Natural language region descriptions
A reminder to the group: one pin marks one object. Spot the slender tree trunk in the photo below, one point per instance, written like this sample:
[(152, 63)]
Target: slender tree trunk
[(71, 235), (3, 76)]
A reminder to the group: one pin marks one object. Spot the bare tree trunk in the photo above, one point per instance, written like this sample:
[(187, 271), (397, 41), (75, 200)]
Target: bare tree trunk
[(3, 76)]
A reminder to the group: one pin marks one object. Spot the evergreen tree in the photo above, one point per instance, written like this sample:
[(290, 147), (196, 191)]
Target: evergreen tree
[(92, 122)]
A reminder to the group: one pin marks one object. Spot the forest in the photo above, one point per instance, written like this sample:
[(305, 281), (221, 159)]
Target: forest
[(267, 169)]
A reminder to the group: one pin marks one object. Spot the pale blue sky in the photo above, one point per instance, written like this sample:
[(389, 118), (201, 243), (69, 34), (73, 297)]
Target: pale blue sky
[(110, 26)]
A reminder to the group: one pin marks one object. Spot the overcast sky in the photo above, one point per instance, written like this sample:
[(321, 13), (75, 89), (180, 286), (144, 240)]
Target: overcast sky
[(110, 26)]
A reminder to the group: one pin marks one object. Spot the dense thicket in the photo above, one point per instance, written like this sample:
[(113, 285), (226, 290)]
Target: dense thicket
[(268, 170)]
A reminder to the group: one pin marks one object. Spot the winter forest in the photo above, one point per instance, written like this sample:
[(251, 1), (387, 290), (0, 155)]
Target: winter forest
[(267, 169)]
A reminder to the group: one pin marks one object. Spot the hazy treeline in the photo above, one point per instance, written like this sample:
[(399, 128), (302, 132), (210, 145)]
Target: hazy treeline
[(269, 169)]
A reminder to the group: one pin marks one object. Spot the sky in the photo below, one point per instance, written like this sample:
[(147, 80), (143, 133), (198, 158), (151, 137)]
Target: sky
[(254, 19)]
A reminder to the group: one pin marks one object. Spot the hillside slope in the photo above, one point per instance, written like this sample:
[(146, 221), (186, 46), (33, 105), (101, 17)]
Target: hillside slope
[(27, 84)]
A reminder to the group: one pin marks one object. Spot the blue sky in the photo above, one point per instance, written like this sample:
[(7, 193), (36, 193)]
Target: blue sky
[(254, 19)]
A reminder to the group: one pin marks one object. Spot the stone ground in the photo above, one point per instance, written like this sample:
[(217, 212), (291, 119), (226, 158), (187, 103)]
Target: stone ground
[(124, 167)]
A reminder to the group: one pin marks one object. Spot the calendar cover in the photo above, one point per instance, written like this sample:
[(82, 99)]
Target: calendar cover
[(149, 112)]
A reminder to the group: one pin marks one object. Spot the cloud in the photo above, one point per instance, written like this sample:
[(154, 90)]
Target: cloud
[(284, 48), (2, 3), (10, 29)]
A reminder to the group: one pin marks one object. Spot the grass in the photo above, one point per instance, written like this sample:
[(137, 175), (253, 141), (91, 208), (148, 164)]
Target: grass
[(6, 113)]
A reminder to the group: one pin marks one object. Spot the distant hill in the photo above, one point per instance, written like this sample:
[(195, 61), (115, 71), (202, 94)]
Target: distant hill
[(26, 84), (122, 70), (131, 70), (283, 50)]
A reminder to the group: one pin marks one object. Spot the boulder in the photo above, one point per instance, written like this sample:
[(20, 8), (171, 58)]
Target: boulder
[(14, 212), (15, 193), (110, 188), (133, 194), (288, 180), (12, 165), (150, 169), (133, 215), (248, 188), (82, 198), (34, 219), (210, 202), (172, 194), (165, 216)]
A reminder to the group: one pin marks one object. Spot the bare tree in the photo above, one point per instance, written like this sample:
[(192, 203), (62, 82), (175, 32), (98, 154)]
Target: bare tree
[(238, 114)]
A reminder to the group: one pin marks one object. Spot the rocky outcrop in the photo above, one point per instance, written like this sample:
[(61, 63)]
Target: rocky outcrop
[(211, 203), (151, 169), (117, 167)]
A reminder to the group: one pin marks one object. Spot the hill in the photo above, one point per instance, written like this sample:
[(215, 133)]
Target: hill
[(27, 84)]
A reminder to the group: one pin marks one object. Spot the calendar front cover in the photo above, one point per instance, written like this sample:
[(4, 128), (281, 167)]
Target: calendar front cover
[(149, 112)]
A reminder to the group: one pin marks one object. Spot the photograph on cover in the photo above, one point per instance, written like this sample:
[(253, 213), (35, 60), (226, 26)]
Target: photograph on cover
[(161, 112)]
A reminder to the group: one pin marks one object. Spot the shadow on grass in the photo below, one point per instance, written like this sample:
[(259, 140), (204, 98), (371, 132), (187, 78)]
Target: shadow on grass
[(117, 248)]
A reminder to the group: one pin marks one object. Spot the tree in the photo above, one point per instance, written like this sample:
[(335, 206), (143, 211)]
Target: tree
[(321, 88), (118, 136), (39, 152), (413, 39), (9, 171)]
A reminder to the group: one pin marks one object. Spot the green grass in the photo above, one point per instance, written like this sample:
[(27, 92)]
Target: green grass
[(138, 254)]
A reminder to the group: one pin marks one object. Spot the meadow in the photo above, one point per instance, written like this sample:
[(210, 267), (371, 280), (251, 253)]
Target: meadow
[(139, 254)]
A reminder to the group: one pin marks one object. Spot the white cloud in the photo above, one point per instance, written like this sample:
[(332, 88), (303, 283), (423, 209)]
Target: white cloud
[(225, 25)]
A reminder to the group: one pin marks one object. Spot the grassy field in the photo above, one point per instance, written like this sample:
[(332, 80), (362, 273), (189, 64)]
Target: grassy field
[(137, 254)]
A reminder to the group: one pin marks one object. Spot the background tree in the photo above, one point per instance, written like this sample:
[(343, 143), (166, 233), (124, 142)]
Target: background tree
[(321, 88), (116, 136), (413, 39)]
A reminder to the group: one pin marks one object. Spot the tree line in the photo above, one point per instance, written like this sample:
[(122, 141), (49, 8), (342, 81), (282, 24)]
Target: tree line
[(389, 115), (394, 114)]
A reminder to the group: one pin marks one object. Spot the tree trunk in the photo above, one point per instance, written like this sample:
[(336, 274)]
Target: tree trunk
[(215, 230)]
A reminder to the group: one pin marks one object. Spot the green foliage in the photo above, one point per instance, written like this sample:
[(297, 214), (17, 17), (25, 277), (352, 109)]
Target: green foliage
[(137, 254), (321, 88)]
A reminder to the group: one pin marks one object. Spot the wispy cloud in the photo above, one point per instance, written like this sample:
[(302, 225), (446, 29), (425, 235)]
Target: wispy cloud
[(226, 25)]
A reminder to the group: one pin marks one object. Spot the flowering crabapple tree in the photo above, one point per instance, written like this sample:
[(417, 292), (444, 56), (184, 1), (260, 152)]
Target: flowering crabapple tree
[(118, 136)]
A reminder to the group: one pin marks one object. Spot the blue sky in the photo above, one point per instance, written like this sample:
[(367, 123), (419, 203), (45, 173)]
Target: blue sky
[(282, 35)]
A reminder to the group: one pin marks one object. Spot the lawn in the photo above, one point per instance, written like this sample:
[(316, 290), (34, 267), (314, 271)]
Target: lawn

* _Assignment_: Keeping every word and mark as it is, print the entries above.

* _Reply to the exercise_:
A reminder to the group: one pin marks one object. Spot the slender tree trunk in the photo below, one point per instance, written like this sample:
[(152, 63)]
Target: slender tree trunk
[(71, 235), (3, 76)]
A reminder to the group: one pin marks one object. Spot the bare tree trunk in the photo above, one point per instance, written like this sample:
[(187, 271), (397, 41), (75, 200)]
Target: bare tree trunk
[(3, 76)]
A reminder to the group: one pin marks one object. Spot the evergreen tree in the photo above, one point per instance, written like this sample:
[(290, 147), (196, 191)]
Target: evergreen tree
[(92, 122)]
A reminder to the group: one pin marks one object. Spot the forest in the photo above, one point per instance, written like this sample:
[(305, 281), (221, 159)]
Target: forest
[(267, 169)]
A reminder to the group: one pin marks one object. Spot the pale blue sky in the photo above, one point per instance, written like this sample:
[(389, 118), (201, 243), (69, 34), (73, 297)]
Target: pale blue sky
[(110, 26)]
A reminder to the group: one pin marks one object. Spot the overcast sky in the photo above, one point per instance, written like this sample:
[(321, 13), (75, 89), (180, 286), (144, 240)]
Target: overcast sky
[(110, 26)]
A reminder to the group: one pin marks one object. Spot the dense thicket in the photo above, one point per instance, written like this sample:
[(113, 285), (226, 290)]
Target: dense thicket
[(268, 170)]
A reminder to the group: one pin marks one object. Spot the winter forest in the photo above, one point per instance, written like this sample:
[(251, 1), (387, 290), (0, 155)]
Target: winter forest
[(267, 169)]
A reminder to the group: one pin marks one object. Spot the hazy treeline in the photo above, one point per instance, written like this sample:
[(399, 128), (302, 132), (210, 145)]
Target: hazy treeline
[(269, 169)]
A reminder to the group: one pin marks one object. Spot the sky in the photo below, one point per instance, written like this sample:
[(147, 80), (143, 133), (198, 158), (151, 137)]
Target: sky
[(254, 19)]
A reminder to the group: one pin marks one object. Spot the hillside slope in the photo above, one point per instance, written like this sample:
[(146, 221), (186, 46), (33, 105), (101, 17)]
Target: hillside slope
[(27, 84)]
A reminder to the group: one pin marks one object. Spot the blue sky in the photo above, one point per instance, written like this sample:
[(7, 193), (36, 193)]
Target: blue sky
[(254, 19)]
A reminder to the group: one pin marks one object. Spot the stone ground in the photo above, one point per instance, written like this sample:
[(217, 212), (291, 119), (226, 158), (187, 103)]
Target: stone ground
[(124, 167)]
A reminder to the group: one pin marks one object. Spot the calendar cover in the photo above, one point per instance, written like this sample:
[(82, 99)]
Target: calendar cover
[(149, 112)]
A reminder to the group: one pin marks one object. Spot the cloud in the photo above, one point per instance, written like this sample:
[(154, 90)]
Target: cloud
[(284, 48), (2, 3), (10, 29)]
A reminder to the group: one pin marks one object. Spot the grass in the photo above, one point per instance, written like this sample:
[(137, 175), (253, 141), (91, 208), (148, 164)]
Target: grass
[(6, 113)]
A reminder to the group: one pin marks one object. Spot the distant hill in the photo above, one point per instance, written like this sample:
[(195, 61), (115, 71), (202, 94)]
Target: distant hill
[(26, 84), (122, 70), (131, 70), (283, 50)]
A reminder to the group: one pin marks one object. Spot the boulder in the photo above, one point per instance, written like this sample:
[(20, 8), (171, 58)]
Target: boulder
[(14, 212), (15, 193), (110, 188), (133, 194), (288, 180), (12, 165), (150, 169), (133, 215), (248, 188), (82, 198), (34, 219), (210, 202), (172, 194), (165, 216)]
A reminder to the group: one pin marks one object. Spot the bare tree in the photo above, one point per instance, written like this sample:
[(192, 203), (62, 82), (175, 32), (98, 154)]
Target: bare tree
[(238, 114)]
A reminder to the group: one pin marks one object. Spot the rocky outcrop in the photo above, one point per instance, written like this sample:
[(61, 63)]
Target: rocky outcrop
[(211, 203), (151, 169), (117, 167)]
A reminder to the group: one pin marks one object. Spot the hill in the photo above, one point per instance, written like this sample:
[(215, 133)]
Target: hill
[(27, 84)]
A reminder to the group: one pin marks one object. Spot the calendar front cover in the photo above, one point per instance, written like this sample:
[(4, 128), (281, 167)]
Target: calendar front cover
[(149, 112)]
A reminder to the group: one pin marks one object. Spot the photograph on cover in the photo above, one point per instance, written like this sample:
[(253, 213), (35, 60), (226, 26)]
Target: photograph on cover
[(161, 112)]
A reminder to the group: one pin marks one object. Spot the shadow on grass in the photo below, one point per instance, written like this sample:
[(259, 140), (204, 98), (371, 132), (187, 78)]
Target: shadow on grass
[(117, 248)]
A reminder to the group: one pin marks one object. Spot the tree in the photo above, one point per instance, written like this sample:
[(335, 206), (143, 211)]
Target: tree
[(321, 88), (118, 136), (39, 152), (413, 39), (9, 171)]
A reminder to the group: one pin marks one object. Spot the green grass in the photo above, one point per instance, written like this sample:
[(27, 92)]
Target: green grass
[(138, 254)]
A reminder to the group: one pin marks one object. Spot the meadow in the photo above, one point per instance, written like this sample:
[(210, 267), (371, 280), (251, 253)]
Target: meadow
[(139, 254)]
A reminder to the group: one pin marks one object. Spot the white cloud in the photo above, one point per instance, written like this sample:
[(332, 88), (303, 283), (423, 209)]
Target: white cloud
[(225, 25)]
A reminder to the group: one pin marks one object. Spot the grassy field in the photo above, one point per instance, written like this sample:
[(332, 80), (362, 273), (189, 64)]
Target: grassy field
[(137, 254)]
A reminder to the group: one pin marks one object. Spot the background tree in the photo above, one point per instance, written like this sample:
[(343, 143), (166, 233), (124, 142)]
Target: background tree
[(321, 88), (116, 136), (413, 39)]
A reminder to the group: one pin marks one object. Spot the tree line in the photo above, one point per instance, written like this sample:
[(122, 141), (49, 8), (342, 81), (282, 24)]
Target: tree line
[(389, 115), (394, 114)]
A reminder to the group: one pin marks one object. Spot the tree trunk in the photo above, one point per instance, written like this sample:
[(336, 274)]
Target: tree trunk
[(215, 230)]
A reminder to the group: one pin marks one object. Spot the green foliage in the photo above, one point per instance, written like this sample:
[(297, 214), (17, 17), (25, 277), (352, 109)]
Target: green foliage
[(137, 254), (321, 88)]
A reminder to the group: one pin marks one object. Spot the wispy cloud in the photo above, one point per instance, written like this sample:
[(302, 225), (446, 29), (425, 235)]
Target: wispy cloud
[(226, 25)]
A reminder to the group: one pin marks one object. Spot the flowering crabapple tree in the photo above, one point per instance, written like this sample:
[(417, 292), (444, 56), (184, 1), (260, 152)]
Target: flowering crabapple tree
[(118, 136)]
A reminder to the group: one pin marks one object. Spot the blue sky in the photo above, one point per instance, written like this sample:
[(367, 123), (419, 203), (45, 173)]
Target: blue sky
[(282, 35)]
A reminder to the group: one pin marks one object. Spot the lawn in the photo above, one point per instance, written like this sample:
[(316, 290), (34, 267), (314, 271)]
Target: lawn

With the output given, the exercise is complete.